**EXERCISE GOAL**
Every entry below should be transcribed exactly; pictures stay out of the copy.

○ ○ ○ ○ ○

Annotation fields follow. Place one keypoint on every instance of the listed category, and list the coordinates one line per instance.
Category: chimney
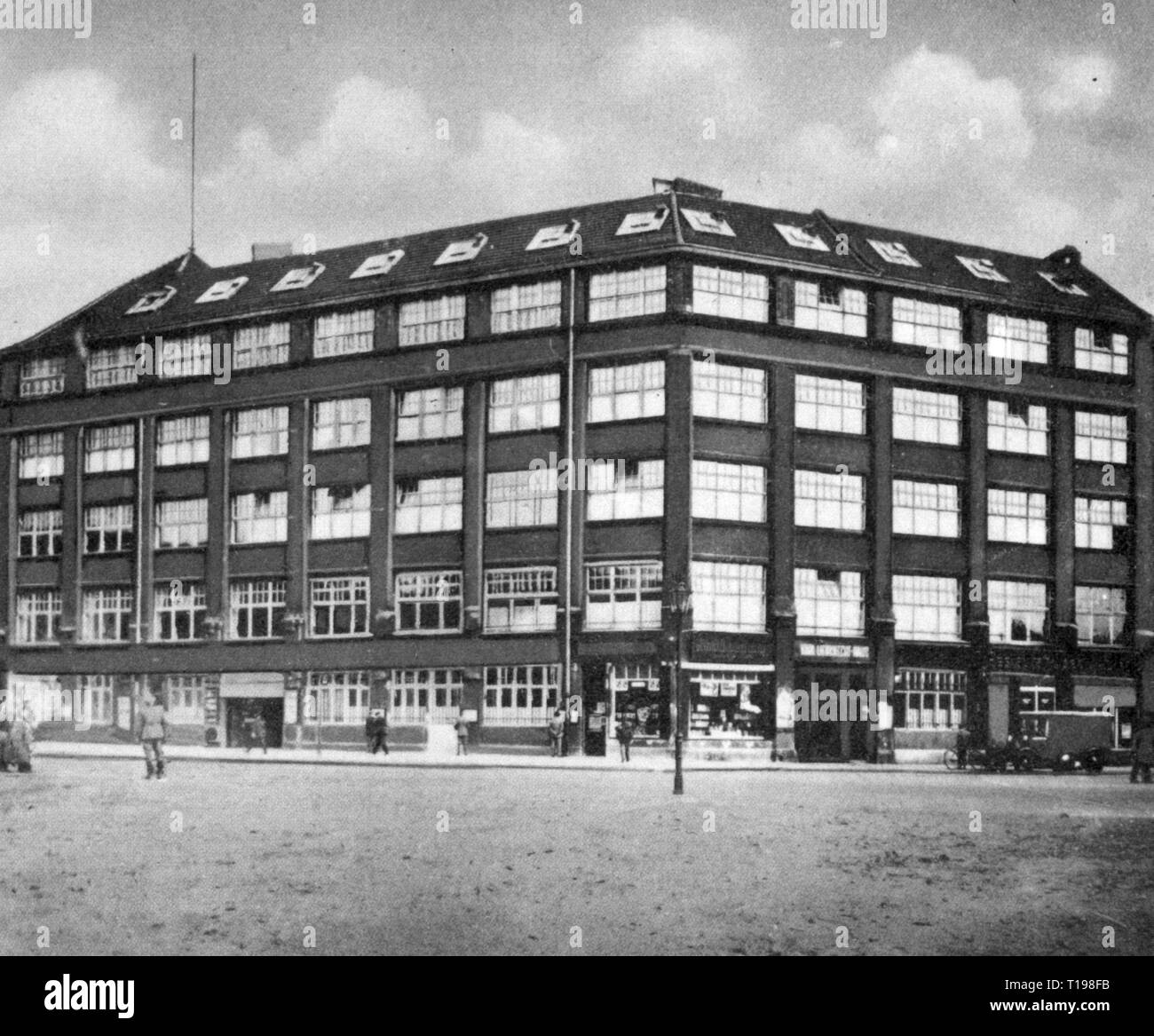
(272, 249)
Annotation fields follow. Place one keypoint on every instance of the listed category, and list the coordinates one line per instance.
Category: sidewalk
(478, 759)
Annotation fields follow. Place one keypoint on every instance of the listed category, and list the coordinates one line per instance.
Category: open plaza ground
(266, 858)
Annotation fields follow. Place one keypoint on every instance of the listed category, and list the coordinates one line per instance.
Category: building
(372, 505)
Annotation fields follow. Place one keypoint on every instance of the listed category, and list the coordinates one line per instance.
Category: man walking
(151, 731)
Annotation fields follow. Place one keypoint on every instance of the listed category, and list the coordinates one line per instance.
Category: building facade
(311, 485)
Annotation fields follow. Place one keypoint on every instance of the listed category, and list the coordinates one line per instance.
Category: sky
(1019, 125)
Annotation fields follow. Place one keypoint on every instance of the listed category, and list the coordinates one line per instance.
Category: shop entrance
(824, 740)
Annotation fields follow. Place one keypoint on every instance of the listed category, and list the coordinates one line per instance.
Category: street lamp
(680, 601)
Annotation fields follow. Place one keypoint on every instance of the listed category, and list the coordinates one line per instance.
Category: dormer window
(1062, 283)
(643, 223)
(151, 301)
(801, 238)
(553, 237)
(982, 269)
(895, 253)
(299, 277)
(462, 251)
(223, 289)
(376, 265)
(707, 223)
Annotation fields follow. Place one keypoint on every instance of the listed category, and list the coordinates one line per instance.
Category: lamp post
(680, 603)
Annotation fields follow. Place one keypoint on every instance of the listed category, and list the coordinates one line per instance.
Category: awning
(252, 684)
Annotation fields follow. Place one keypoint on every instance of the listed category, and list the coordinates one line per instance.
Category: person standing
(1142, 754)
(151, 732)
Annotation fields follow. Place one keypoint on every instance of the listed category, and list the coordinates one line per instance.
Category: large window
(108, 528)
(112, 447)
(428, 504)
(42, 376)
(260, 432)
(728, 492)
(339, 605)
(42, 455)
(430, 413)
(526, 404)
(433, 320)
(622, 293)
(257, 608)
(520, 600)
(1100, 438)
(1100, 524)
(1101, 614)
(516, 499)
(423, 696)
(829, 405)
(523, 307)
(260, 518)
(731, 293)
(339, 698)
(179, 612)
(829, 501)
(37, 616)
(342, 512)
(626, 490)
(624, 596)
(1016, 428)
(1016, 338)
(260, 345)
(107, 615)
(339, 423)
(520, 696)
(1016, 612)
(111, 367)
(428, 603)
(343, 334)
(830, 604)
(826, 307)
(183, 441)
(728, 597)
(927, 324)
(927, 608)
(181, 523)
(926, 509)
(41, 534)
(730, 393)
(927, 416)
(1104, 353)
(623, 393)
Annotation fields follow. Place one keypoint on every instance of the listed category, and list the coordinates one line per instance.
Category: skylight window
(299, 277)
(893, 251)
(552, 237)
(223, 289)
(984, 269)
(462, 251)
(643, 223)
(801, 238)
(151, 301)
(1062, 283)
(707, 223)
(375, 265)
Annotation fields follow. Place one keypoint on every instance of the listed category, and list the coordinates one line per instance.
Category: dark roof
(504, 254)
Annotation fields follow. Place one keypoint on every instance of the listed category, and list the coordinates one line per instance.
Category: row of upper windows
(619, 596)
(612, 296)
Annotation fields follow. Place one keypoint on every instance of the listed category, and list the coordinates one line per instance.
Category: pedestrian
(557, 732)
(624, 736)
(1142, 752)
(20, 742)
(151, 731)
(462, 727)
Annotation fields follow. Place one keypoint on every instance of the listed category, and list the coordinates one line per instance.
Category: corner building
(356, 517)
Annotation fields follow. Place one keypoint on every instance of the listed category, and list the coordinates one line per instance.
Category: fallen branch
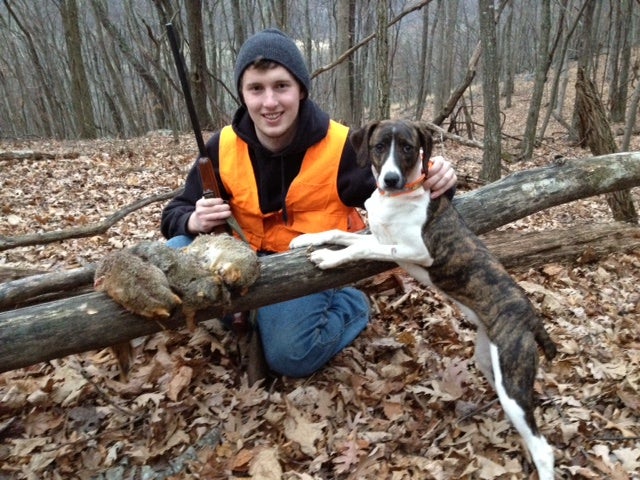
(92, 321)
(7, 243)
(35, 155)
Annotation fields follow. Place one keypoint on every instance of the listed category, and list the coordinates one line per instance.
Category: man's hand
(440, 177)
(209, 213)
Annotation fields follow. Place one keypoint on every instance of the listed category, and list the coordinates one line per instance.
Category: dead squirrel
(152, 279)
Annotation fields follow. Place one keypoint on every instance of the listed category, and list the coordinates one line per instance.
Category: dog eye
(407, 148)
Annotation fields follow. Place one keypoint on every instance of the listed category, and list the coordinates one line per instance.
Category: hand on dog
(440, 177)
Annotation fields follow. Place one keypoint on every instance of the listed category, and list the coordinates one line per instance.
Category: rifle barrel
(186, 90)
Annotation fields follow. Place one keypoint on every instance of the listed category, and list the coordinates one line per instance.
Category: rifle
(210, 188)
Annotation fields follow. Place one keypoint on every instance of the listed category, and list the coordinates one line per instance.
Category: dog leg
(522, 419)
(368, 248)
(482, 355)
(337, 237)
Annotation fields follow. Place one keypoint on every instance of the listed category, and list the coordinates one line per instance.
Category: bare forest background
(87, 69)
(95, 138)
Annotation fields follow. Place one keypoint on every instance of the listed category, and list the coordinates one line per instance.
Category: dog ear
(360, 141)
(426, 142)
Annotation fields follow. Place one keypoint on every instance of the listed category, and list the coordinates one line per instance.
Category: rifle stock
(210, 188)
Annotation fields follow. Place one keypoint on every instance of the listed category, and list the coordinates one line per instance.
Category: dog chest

○ ○ ○ ○ ○

**SOLUTION FOR THIS PROBLEM**
Annotation fields follow. Place one keypoint on every instance of the listed category, and list the coordinates one line per instance.
Category: chimney
(272, 249)
Annotation fields follow. Place one keypoint on every instance of the listed category, and list the coordinates one line per instance.
Category: sidewalk
(478, 759)
Annotation fields follow. Place one keypoint on every instance of the listed category, and list the coordinates one line per instance.
Category: open plaza ground
(266, 858)
Annotation fields follow. Place one keypoint on every instance of the listed category, and list the coordinates one line per instance.
Category: building
(372, 505)
Annotation fields follow. Place one keypoint on every instance of the listed category, and list the coordinates one line per instance.
Category: man walking
(151, 731)
Annotation fields follow. Place one keypoint on every instance of the listed category, and list the coordinates one line per instance.
Category: building facade
(311, 485)
Annotation fields follow. Place one keypoint on every instance of the listed category, and list the coordinates one line per instance.
Category: sky
(1019, 125)
Annotation fields follow. Place one keypoint on every instance of the listed category, and list the coordinates one line per instance.
Category: shop entrance
(824, 740)
Annotation fields follow. Place one keypoint on every instance of the listed category, and list the coordinates one line per instance.
Category: street lamp
(680, 601)
Annotation fields follow. Place one keypoint on every instance of the listed category, and list the coordinates one line per instance.
Category: dormer window
(1062, 283)
(643, 223)
(151, 301)
(801, 238)
(553, 237)
(982, 269)
(895, 253)
(299, 277)
(462, 251)
(223, 289)
(376, 265)
(707, 223)
Annotation fields follow. Place one keypoint on every instance of the listed category, and list the coordinates one line per instance.
Category: lamp post
(680, 603)
Annotation fields follow. Place one keypoint on every instance of the listed category, and list the coordinates one line per instance.
Category: awning
(252, 684)
Annotation fields follow. Place one keypoint on every instance of the listed category, and list the coordinates one line per instance.
Category: person standing
(1142, 754)
(151, 732)
Annotation fields follow. Place one keypoint on every instance of the listed category, and list the coordinates one line per instance.
Category: large window
(108, 528)
(112, 447)
(428, 504)
(42, 376)
(260, 432)
(728, 492)
(339, 605)
(42, 455)
(430, 413)
(526, 404)
(433, 320)
(622, 293)
(257, 608)
(520, 600)
(1100, 438)
(1100, 524)
(1101, 614)
(516, 499)
(423, 696)
(829, 405)
(523, 307)
(260, 518)
(731, 293)
(339, 698)
(179, 612)
(829, 501)
(37, 616)
(342, 512)
(626, 490)
(624, 596)
(1016, 428)
(1016, 338)
(260, 345)
(107, 615)
(339, 423)
(520, 696)
(1016, 612)
(111, 367)
(428, 603)
(343, 334)
(830, 604)
(826, 307)
(183, 441)
(728, 597)
(927, 324)
(927, 608)
(181, 523)
(926, 509)
(41, 534)
(730, 393)
(927, 416)
(1104, 353)
(623, 393)
Annotation fields follow. Place one keypoint on every instance of the listed category, and list the coordinates one line per instance.
Category: skylight window
(299, 277)
(893, 251)
(552, 237)
(223, 289)
(984, 269)
(462, 251)
(643, 223)
(801, 238)
(151, 301)
(1062, 283)
(707, 223)
(375, 265)
Annotation fields follow. Place one keypoint on every instance of the listed category, and list the coordinates one line per instance.
Category: dark roof
(504, 254)
Annotation fields follow. Place one keypoint on every instance of the listed category, and list the coordinates one line per instance.
Category: row of upper windows
(619, 596)
(612, 296)
Annotation fields follow. Place one keypoint on every instance of the listed category, and list the coordinates one line per instance.
Category: pedestrian
(557, 732)
(624, 736)
(1142, 752)
(20, 742)
(151, 731)
(462, 727)
Annotation fields follow. Place one keypoint on every instance of the listed category, and list the coordinates one line per instance.
Category: corner building
(356, 517)
Annotation fields follow. Place one keypoint on every instance of the listed category, and list the coordinates one line per instance.
Category: fallen branch
(92, 321)
(7, 243)
(35, 155)
Annotation fields follow. Place one keypoint on every instance of the listed category, and list the coordinates one line per instance.
Category: man's hand
(440, 177)
(209, 213)
Annotation fields follow. Place one keypoint on every instance of the listed category, and list the coordinates one line per instance.
Category: dead squirrel
(152, 279)
Annotation fields follow. Place one keypoint on every instance of the listed category, and list the coordinates one line per instance.
Category: dog eye
(407, 148)
Annotation fields follow. Place one keypoint on every instance of the listed category, and list the coordinates one line per instance.
Category: hand on dog
(440, 177)
Annotation fields follow. Place one keypoint on every instance of the listed category, and list the coordinates one line per instance.
Category: rifle barrel
(186, 90)
Annotation fields follow. Place one keypoint on every instance of the listed category, and list the coordinates one line per instance.
Category: rifle
(210, 188)
Annotation fields follow. Place one keypoint on every instance of the listed category, and list the coordinates one line per instance.
Category: dog leg
(522, 419)
(368, 248)
(482, 355)
(337, 237)
Annotation fields follow. Place one keypoint on every instance of the listed category, and list the coordinates one line per instance.
Category: bare forest background
(87, 69)
(95, 138)
Annotation fields follow. Place one keypoint on every instance of the listed category, and list the coordinates one line per instance.
Category: dog ear
(360, 141)
(426, 142)
Annotation fields follow. Place one keypoint on every instance of the listed category, and list the coordinates one line per instance.
Category: rifle stock
(210, 188)
Annotation fields follow. Place one keypoint on every instance of the listed category, and list the coordinates one line per instance.
Category: dog chest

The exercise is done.